[Collection entries]
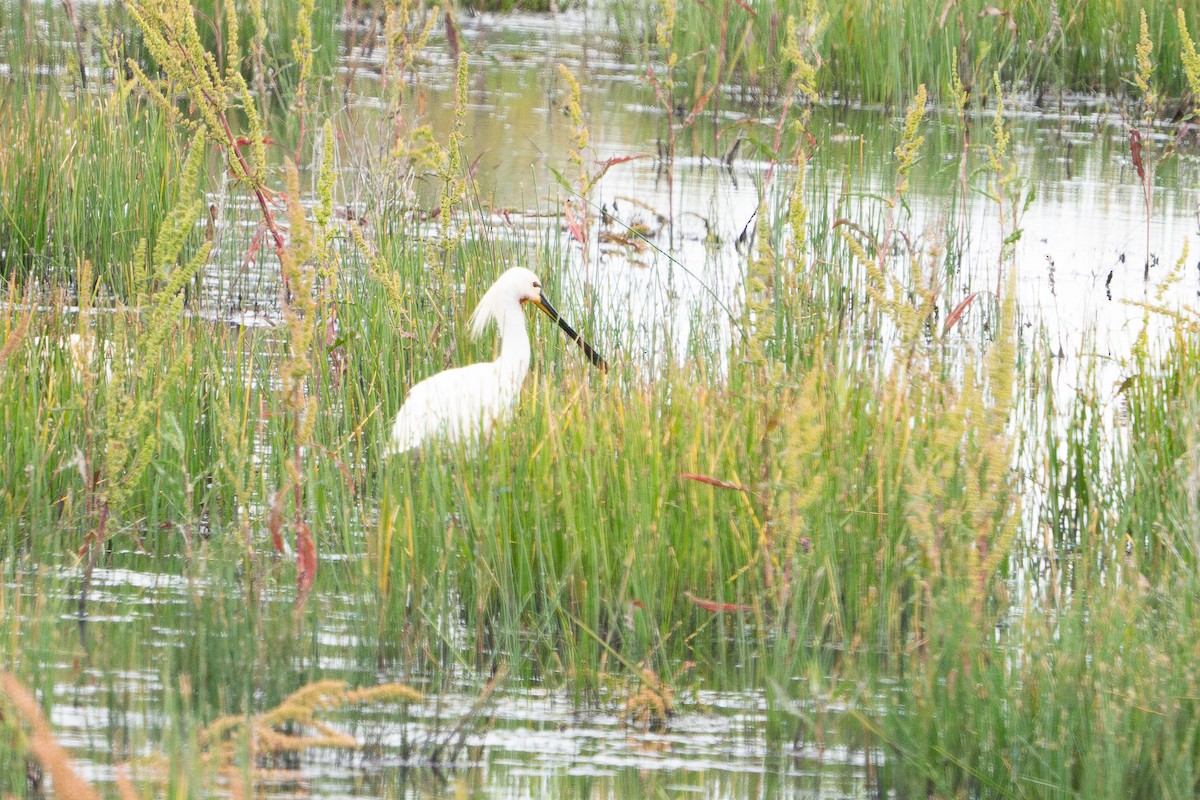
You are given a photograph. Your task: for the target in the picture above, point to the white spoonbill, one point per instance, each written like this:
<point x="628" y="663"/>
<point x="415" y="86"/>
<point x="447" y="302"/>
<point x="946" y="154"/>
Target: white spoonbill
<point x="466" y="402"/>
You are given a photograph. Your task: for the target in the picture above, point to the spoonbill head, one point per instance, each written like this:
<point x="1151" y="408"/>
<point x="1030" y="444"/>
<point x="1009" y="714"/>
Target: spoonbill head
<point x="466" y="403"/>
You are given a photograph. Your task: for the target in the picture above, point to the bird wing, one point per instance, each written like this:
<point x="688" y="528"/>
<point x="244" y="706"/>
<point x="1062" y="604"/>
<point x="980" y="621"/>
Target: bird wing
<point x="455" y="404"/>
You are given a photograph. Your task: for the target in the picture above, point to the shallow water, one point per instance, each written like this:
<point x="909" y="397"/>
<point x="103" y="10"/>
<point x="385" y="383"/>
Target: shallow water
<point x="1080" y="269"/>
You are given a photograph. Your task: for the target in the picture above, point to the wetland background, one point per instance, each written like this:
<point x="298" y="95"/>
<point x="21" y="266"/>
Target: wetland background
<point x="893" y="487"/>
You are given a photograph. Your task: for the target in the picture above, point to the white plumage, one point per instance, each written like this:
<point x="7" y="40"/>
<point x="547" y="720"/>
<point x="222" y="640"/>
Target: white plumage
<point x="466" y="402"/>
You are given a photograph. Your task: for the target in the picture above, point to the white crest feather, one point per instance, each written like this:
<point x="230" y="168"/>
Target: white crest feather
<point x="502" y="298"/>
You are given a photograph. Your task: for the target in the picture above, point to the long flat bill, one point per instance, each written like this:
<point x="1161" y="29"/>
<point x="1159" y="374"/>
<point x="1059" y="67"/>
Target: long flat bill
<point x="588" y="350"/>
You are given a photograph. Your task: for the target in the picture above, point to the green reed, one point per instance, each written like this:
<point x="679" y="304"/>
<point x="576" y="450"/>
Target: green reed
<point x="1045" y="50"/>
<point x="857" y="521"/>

* _Task to complete_
Output every line of the items above as a JSON list of strings, one string per line. Skip blank lines and leave the pictures out.

* _Answer in full_
[
  "You are given a photograph. Your task: for the target in the picture above, point to the white spoonbill, one point per instance, each written like this:",
  "<point x=\"628\" y=\"663\"/>",
  "<point x=\"415\" y=\"86\"/>",
  "<point x=\"447\" y=\"302\"/>",
  "<point x=\"946\" y=\"154\"/>",
  "Target: white spoonbill",
  "<point x=\"466\" y=\"402\"/>",
  "You are given a photograph. Your task: for the target in the picture above, point to the spoonbill head, one point per instance, each written like this:",
  "<point x=\"1151\" y=\"408\"/>",
  "<point x=\"1030\" y=\"444\"/>",
  "<point x=\"1009\" y=\"714\"/>",
  "Target: spoonbill head",
  "<point x=\"466\" y=\"403\"/>",
  "You are given a photograph. Your task: for the target in the picture above, point to the bird wing, one point per instance, each written like this:",
  "<point x=\"688\" y=\"528\"/>",
  "<point x=\"244\" y=\"706\"/>",
  "<point x=\"1062\" y=\"604\"/>",
  "<point x=\"980\" y=\"621\"/>",
  "Target: bird wing",
  "<point x=\"455\" y=\"404\"/>",
  "You are given a photograph. Your task: for the target in the picture above, point to the shallow water, one point per instance, each written like this:",
  "<point x=\"909\" y=\"397\"/>",
  "<point x=\"103\" y=\"10\"/>",
  "<point x=\"385\" y=\"383\"/>",
  "Target: shallow water",
  "<point x=\"1080\" y=\"269\"/>",
  "You are given a photograph. Your task: for the target in the picture above, point to the wetland background, one point per instance, each written like this:",
  "<point x=\"298\" y=\"95\"/>",
  "<point x=\"21\" y=\"266\"/>",
  "Target: wetland background",
  "<point x=\"893\" y=\"487\"/>",
  "You are given a photograph. Your task: for the target in the picture above, point to the white plumage, one point per instance, each written like this:",
  "<point x=\"7\" y=\"40\"/>",
  "<point x=\"547\" y=\"720\"/>",
  "<point x=\"222\" y=\"640\"/>",
  "Target: white plumage",
  "<point x=\"466\" y=\"402\"/>",
  "You are given a photograph. Your task: for the target in the picture above, point to the white crest feather, one point per instance, each written like this:",
  "<point x=\"230\" y=\"168\"/>",
  "Target: white crest feather",
  "<point x=\"502\" y=\"298\"/>",
  "You are given a photograph. Your task: for the target in the picture above, point to the long flat bill, one point per instance, each written like this:",
  "<point x=\"1161\" y=\"29\"/>",
  "<point x=\"1159\" y=\"374\"/>",
  "<point x=\"1059\" y=\"67\"/>",
  "Target: long flat bill",
  "<point x=\"588\" y=\"350\"/>",
  "You are given a photograph. Your task: for the target in the picture above, point to the green reed, one point per instance, each written like this:",
  "<point x=\"679\" y=\"304\"/>",
  "<point x=\"576\" y=\"450\"/>",
  "Target: green reed",
  "<point x=\"1045\" y=\"50\"/>",
  "<point x=\"857\" y=\"521\"/>"
]